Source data
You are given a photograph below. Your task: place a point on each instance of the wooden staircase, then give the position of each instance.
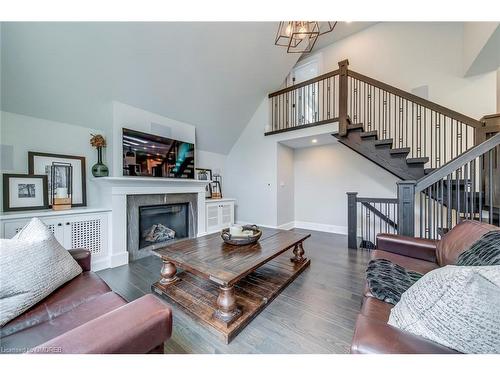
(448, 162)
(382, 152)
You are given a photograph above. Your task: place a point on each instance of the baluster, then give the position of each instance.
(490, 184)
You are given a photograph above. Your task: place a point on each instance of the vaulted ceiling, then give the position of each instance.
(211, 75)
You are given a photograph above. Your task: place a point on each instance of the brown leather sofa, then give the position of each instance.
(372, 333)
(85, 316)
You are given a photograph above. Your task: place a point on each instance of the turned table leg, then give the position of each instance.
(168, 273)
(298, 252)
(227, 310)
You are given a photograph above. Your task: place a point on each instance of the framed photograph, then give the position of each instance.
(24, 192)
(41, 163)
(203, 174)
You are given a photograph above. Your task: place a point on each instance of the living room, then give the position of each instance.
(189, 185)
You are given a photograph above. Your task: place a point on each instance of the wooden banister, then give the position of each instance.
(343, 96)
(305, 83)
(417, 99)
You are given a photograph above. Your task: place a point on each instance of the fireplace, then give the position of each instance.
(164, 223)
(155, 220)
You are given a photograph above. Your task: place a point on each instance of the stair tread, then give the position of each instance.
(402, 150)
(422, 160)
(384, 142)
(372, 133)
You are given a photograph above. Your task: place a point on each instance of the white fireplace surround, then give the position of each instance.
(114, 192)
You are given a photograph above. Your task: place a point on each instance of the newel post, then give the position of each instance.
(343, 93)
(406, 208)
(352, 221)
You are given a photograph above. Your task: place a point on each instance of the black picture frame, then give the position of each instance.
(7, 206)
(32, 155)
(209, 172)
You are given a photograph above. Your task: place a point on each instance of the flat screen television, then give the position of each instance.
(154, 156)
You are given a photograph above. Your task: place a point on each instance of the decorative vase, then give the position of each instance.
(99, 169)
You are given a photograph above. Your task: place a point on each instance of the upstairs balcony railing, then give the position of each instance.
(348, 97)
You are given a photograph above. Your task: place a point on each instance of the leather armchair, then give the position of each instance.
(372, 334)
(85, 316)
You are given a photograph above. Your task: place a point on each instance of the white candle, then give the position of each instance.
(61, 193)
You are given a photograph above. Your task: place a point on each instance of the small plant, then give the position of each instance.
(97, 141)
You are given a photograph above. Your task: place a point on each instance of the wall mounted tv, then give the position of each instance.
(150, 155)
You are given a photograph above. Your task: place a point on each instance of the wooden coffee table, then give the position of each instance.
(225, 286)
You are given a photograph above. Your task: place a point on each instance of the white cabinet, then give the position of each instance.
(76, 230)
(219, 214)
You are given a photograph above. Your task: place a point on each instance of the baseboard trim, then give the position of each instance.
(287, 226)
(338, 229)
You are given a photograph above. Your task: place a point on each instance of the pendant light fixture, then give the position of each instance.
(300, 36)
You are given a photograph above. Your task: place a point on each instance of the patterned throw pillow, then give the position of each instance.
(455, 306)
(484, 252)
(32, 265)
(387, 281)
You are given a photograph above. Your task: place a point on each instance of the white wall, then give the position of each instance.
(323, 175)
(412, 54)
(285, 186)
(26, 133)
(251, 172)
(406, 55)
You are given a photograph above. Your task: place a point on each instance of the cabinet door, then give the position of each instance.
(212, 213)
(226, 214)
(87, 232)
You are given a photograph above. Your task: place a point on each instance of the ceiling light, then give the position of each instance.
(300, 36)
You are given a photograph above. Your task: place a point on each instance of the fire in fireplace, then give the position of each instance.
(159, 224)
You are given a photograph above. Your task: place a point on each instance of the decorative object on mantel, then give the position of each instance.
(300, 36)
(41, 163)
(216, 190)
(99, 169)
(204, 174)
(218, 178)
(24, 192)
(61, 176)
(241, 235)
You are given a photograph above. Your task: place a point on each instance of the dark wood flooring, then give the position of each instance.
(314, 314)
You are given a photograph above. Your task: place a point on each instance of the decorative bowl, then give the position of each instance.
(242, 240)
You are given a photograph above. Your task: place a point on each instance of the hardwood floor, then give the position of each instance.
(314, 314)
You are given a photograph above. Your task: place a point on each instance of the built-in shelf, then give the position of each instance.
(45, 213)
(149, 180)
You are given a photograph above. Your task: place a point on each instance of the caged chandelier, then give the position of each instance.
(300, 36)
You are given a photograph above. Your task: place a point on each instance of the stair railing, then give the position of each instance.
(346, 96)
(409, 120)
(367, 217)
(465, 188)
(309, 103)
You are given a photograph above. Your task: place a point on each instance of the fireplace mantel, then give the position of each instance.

ASSIGNMENT.
Each entry above should be written out verbatim, minus its pictures.

RESPONSE AREA.
You are given a photograph below. Your task: place a point on each instance of the wooden staircase, then give the position of each instance.
(448, 162)
(382, 152)
You are given a photograph above. Your task: place a point on each instance of the baluster, then give the position of each instance.
(490, 184)
You are given a photograph above. Your task: place a point on each instance of the vaulted ceiling, then give the position of each instance.
(211, 75)
You are given a photograph above. Your task: place a point on each instance of the brown leather sofa, then give the position of each instance.
(372, 333)
(85, 316)
You are given a photograph above. Your task: place a point on each instance of the turned table leg, then give the position of each instance.
(168, 273)
(298, 252)
(227, 310)
You are given a photograph above. Your task: place a point on each instance of the framed photograph, then give the position of each instance.
(24, 192)
(41, 163)
(203, 174)
You are given a photograph above. Your task: place a point on each instance of the living room, then give the position of each instance.
(189, 185)
You are given a photograph above. Your task: place a point on each instance of the wooden banister, then give the position of each instance.
(343, 96)
(305, 83)
(417, 99)
You are given a photograph above. Your task: place a point on each instance of the fireplace, then give the position of each instance.
(164, 223)
(155, 220)
You are given a photograph above. Your task: place a point on each instance of the stair tread, then give the position of each instance.
(402, 150)
(422, 160)
(384, 142)
(372, 133)
You are given a photograph above. Your task: place a point on each instance of the white fireplace surround, then give the position of each instance.
(114, 192)
You are given a photograph above. Your task: place a point on each instance of the newel post, then give the position of each instance.
(343, 93)
(406, 208)
(352, 221)
You are given a photograph above. Your task: place a point on each instance of the black picture frame, then give the position of each instance.
(7, 206)
(32, 155)
(209, 172)
You are given a photograph above. Your task: place a point on each instance of the flat screen television, then give the position of each instance.
(154, 156)
You are given a photograph above. Your task: place a point on each instance of the decorative vase, then give the position of each instance.
(99, 169)
You are given a photograph above. Your task: place a point on each instance of the upstairs balcony railing, then give the position of each instance.
(348, 97)
You are given a photograph above. Your task: place a point on each instance of the leather armchair, then give the position of each instance.
(372, 334)
(85, 316)
You are given a photograph above. Your task: place a point on each instance of the white candle, then give the position of each instance.
(61, 193)
You are given a photograph above. Your task: place a point on each instance of the small plant, then give the position of each instance.
(97, 141)
You are given a photograph above. Your task: place a point on each instance of the wall mounted tv, then give the position of each instance.
(150, 155)
You are given a photograph above. Your task: place a point on each instance of the wooden coffee table, then give the position of each instance.
(225, 286)
You are given a photograph above. Your task: place a point on each instance of the white cabinet, then give the position of each instance.
(76, 230)
(219, 214)
You are given a photograph above. Your task: place a point on each instance of the baseboard trim, then give the position of each instance.
(287, 226)
(338, 229)
You are given a photograph above. Your task: place a point on each instance of the pendant light fixture, then give the position of each instance.
(300, 36)
You are given a photograph above. Your task: place a point on each instance of the patterned throw pillow, then give the position of each instance.
(455, 306)
(484, 252)
(32, 265)
(387, 281)
You are given a photograph above. Your task: place a point on each instance of the white wall, then give the position of each instance.
(323, 175)
(412, 54)
(285, 186)
(26, 133)
(251, 172)
(406, 55)
You are given a photograph above. Your task: place a point on each instance of the cabinet door, then give the position of each instance.
(212, 213)
(226, 214)
(87, 232)
You are given a photograph above. Your task: place a point on each instance of the ceiling light, then give the position of each instance.
(300, 36)
You are given a photograph above. Your task: place a point on each instance of the fire in fireplace, then give the position of each instance.
(159, 224)
You are given a photograph above. Your task: place a point on each instance of the decorative object on mantel, then give the position of each instance.
(300, 36)
(41, 163)
(216, 190)
(99, 169)
(204, 174)
(218, 178)
(24, 192)
(61, 176)
(241, 235)
You are given a photograph above. Your task: place a point on each instance of the dark wood flooring, then give the position of each instance.
(314, 314)
You are given a photograph above. Your task: place a point on each instance of the decorative bowl, then give the position of each instance.
(242, 240)
You are given a photograph above. Your task: place a point on each instance of the hardwood floor, then give the position of each instance.
(314, 314)
You are given a photograph above. Your task: place a point on each instance of the built-in shelf, then give the position of each instance.
(45, 213)
(149, 180)
You are given a photograph above. Your task: place a point on each instance of the caged chandelier, then give the position of each instance.
(300, 36)
You are given a photograph above. Your task: place a point on each instance of the stair railing, then give the position of each instance.
(346, 96)
(409, 120)
(367, 217)
(465, 188)
(309, 103)
You are given a photograph above. Your task: place a point on each instance of the fireplace mantel, then give the position of each instance.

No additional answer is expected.